__TASK DETAILS__
Output, exactly as written, the lines of the data below from the one containing "of the black" to the end.

__DATA__

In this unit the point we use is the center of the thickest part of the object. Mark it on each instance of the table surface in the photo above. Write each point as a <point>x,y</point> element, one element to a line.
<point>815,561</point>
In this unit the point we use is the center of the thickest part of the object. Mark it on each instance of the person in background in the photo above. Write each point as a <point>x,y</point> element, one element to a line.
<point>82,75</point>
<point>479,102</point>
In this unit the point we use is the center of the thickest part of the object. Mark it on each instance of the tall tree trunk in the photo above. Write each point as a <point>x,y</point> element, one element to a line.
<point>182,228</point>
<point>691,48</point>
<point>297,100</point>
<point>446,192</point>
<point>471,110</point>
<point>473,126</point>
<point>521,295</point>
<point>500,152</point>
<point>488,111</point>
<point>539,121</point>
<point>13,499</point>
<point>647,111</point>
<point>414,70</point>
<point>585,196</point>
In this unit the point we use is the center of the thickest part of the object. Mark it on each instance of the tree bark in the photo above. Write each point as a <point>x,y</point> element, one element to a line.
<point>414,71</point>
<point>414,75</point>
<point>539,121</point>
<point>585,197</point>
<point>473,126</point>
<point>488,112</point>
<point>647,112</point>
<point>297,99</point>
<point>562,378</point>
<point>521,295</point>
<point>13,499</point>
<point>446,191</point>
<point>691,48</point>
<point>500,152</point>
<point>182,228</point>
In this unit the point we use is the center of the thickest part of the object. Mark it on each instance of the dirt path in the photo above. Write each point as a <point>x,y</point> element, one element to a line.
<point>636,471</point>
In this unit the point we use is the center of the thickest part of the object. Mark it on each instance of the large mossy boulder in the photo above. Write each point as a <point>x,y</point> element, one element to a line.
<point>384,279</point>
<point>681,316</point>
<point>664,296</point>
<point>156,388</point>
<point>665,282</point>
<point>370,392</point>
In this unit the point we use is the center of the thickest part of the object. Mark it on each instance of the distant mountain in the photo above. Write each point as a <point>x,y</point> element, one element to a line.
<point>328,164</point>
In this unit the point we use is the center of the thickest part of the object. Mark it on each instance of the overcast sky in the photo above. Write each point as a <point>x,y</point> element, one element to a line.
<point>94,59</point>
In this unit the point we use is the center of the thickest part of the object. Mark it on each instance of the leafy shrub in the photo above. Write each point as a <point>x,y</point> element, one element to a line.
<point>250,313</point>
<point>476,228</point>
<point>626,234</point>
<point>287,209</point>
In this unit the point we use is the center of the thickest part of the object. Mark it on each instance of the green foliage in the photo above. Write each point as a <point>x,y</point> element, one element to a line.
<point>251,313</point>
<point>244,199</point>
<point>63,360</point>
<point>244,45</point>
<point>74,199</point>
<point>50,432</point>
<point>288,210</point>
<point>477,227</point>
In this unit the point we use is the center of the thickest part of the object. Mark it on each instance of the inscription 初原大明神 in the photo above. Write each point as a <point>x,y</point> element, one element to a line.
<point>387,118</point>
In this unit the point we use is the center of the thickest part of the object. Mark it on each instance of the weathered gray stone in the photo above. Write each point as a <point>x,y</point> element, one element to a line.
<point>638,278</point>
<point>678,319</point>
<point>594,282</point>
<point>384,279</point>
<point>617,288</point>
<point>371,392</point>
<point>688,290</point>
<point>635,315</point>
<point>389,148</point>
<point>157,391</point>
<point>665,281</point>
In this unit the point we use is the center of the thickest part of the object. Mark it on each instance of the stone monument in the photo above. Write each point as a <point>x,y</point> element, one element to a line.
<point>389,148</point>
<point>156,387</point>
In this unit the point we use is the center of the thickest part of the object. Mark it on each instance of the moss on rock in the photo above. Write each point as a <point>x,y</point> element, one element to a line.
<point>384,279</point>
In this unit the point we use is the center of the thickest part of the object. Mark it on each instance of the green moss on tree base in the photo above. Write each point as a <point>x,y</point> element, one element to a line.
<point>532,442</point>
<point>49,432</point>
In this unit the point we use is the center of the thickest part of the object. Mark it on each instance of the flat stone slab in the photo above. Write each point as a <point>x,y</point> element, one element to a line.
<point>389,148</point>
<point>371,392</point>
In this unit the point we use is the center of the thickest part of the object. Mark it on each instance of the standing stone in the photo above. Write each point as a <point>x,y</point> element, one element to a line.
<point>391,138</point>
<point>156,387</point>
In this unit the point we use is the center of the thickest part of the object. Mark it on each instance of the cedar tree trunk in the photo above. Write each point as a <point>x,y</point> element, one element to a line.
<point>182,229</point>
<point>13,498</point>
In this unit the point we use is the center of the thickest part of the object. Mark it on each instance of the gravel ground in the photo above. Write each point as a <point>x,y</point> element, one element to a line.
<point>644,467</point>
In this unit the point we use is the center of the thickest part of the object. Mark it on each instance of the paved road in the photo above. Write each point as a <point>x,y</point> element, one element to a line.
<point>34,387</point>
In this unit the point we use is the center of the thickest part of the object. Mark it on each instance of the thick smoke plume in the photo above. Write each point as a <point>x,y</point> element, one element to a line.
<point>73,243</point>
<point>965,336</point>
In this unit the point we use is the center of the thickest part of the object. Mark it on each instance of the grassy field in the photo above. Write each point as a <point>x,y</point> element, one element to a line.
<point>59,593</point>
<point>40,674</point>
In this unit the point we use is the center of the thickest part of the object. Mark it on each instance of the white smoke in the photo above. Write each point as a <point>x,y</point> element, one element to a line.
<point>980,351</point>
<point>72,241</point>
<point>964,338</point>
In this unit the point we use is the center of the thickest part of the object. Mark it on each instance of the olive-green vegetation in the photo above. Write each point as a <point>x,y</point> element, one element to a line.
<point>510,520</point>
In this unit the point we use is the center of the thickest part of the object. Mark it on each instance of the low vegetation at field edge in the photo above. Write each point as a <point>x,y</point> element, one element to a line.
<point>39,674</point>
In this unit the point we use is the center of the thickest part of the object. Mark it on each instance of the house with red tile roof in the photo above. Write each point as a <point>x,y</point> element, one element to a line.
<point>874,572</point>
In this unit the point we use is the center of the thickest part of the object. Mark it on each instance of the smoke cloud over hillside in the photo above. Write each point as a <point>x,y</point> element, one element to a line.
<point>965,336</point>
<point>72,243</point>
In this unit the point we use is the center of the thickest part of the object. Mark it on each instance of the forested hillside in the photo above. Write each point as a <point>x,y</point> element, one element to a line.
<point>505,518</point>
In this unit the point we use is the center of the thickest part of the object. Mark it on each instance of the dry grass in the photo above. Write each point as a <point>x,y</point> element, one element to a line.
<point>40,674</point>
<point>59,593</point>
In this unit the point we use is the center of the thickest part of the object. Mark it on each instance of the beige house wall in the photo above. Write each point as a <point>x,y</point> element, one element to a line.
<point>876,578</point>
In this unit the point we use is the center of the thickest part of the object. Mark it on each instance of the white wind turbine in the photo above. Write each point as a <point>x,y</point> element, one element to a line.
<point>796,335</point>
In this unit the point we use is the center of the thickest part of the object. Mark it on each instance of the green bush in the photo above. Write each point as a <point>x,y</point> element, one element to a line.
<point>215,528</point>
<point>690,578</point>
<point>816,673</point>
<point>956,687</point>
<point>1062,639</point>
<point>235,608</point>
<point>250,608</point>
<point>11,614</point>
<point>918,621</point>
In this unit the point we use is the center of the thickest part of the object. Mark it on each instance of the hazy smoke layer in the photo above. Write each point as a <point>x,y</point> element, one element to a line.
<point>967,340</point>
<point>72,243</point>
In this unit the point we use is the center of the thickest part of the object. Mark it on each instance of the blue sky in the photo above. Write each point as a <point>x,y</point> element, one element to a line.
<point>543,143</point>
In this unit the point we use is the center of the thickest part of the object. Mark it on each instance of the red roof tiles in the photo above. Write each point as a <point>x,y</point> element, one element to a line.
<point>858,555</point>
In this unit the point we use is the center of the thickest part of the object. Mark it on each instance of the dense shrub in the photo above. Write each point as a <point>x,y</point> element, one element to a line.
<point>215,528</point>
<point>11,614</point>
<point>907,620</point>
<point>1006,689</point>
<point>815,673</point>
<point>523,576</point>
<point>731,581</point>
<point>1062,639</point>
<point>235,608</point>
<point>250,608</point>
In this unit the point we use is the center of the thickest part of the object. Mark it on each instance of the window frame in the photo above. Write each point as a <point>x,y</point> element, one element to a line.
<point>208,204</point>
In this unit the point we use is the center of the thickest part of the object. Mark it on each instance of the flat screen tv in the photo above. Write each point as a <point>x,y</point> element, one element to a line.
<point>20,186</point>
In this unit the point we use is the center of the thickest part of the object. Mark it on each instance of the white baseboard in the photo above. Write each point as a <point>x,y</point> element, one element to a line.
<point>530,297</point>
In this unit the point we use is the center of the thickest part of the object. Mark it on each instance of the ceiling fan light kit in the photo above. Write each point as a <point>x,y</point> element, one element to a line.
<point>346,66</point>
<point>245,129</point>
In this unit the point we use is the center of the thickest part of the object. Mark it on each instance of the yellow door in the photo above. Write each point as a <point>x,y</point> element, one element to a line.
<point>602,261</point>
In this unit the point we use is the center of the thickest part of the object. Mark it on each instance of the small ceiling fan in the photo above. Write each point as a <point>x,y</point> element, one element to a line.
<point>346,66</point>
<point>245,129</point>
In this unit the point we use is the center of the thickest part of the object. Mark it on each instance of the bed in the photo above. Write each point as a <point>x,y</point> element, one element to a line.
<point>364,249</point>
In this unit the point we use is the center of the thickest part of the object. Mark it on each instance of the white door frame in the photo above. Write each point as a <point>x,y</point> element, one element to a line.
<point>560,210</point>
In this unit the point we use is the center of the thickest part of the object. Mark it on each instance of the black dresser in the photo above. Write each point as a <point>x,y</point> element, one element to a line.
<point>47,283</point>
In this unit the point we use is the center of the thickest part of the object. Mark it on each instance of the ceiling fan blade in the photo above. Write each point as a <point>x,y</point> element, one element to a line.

__ANSWER TO THE PROBLEM__
In this unit the point we use is the center of the thickest part of the object. Mark it on each instance of the black dresser in the photo above. Write each point as a <point>x,y</point> element, one element to a line.
<point>47,283</point>
In this unit the point we use is the center of the thickest part of the object. Mark it on each instance of the ceiling fan blade in the photo above. Write each point as a <point>x,y</point> element, one element to a line.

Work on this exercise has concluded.